■ Given data ■

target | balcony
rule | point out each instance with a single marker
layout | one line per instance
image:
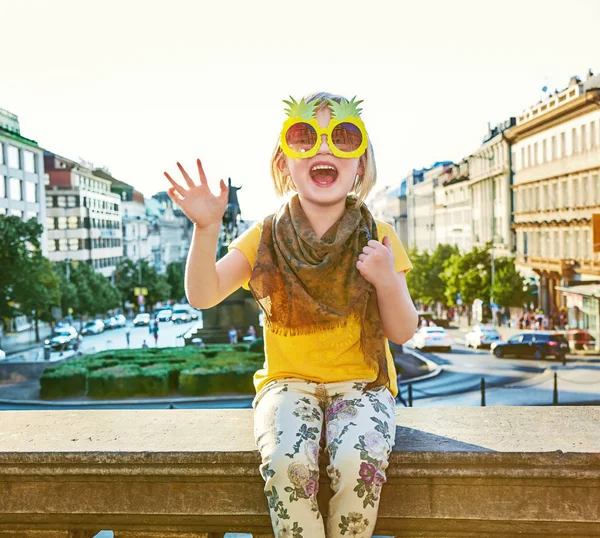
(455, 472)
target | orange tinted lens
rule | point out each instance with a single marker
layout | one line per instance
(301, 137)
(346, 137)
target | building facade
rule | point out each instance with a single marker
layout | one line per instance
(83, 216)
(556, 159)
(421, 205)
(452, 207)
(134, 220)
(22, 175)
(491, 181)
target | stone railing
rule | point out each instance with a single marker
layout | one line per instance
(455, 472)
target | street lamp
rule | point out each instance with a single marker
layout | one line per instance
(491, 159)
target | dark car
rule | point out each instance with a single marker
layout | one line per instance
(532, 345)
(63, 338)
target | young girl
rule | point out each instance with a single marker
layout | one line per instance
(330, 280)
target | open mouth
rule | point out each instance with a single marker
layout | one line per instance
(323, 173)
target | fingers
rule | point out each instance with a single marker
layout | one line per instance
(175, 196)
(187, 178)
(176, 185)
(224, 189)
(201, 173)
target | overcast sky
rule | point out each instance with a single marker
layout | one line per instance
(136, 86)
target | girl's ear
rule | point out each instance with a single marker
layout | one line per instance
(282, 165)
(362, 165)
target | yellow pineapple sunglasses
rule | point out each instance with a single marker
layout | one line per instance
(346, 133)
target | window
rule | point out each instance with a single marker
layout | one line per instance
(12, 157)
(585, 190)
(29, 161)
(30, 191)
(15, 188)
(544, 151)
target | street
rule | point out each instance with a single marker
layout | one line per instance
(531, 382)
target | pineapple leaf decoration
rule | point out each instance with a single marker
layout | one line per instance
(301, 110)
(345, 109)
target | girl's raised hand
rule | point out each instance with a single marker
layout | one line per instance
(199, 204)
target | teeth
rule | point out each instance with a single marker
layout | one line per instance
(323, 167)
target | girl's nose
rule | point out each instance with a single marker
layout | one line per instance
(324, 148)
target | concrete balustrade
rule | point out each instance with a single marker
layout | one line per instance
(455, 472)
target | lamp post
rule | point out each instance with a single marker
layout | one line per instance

■ Prompt ■
Retype all of the records above line for line, with the same wording and order, and leave the pictures out of your answer.

■ Exercise response ■
target | balcony
rule | point out each instance with a single marker
layout | one line per instance
image:
(455, 472)
target | orange tinted lens
rule | point out each instance with a single marker
layout | one line per instance
(301, 137)
(346, 137)
target | building facade
rule | point out each instance with a single marker
layout | one line per instance
(83, 216)
(556, 159)
(421, 205)
(452, 207)
(134, 220)
(22, 175)
(491, 181)
target | stone railing
rule | point out each instance with a single marker
layout | one line per instance
(455, 472)
target | street lamp
rule | point out each instance with a single marker
layout | one line per instance
(491, 159)
target | dark car
rule | point out each instance with a single marker
layout | one line per instance
(532, 345)
(63, 338)
target | young girl
rule | point out each instance with a single marker
layout | one line per instance
(330, 280)
target | open mouth
rule | point out each instance with a single marker
layout | one line per instance
(323, 173)
target | fingers
rule | point out each instance with a single marker
layout | one line per instance
(175, 196)
(187, 178)
(176, 185)
(224, 189)
(201, 173)
target | overcast sky
rule | point out each instance with a single marker
layout | one line per instance
(136, 86)
target | girl's ear
rule | point out each instance with a single marker
layout | one line per instance
(282, 165)
(362, 165)
target | yellow pineapple sunglasses
rule | point out each instance with a single marker
layout | one line per instance
(346, 133)
target | window
rule | point out each instance with a single marker
layout | one line per instance
(12, 157)
(585, 190)
(29, 161)
(30, 191)
(15, 188)
(544, 151)
target | street
rule | point out each instance with a single marker
layout | one line per instance
(531, 382)
target | pineapple leaf decoration
rule | point out each instance with a single marker
layout | one line per instance
(301, 110)
(345, 109)
target | girl's raised hand
rule | point out each instance with a single marker
layout | one line per instance
(199, 204)
target | teeth
rule | point out each instance with a single marker
layout | one line per instance
(323, 167)
target | girl's nose
rule | point out each instance with a single marker
layout | one line per instance
(324, 148)
target | concrete balustrade
rule | point out each instance with a single marker
layout | one line per instance
(455, 472)
target | lamp post
rule | point out each instance with a single marker
layout | one line per instance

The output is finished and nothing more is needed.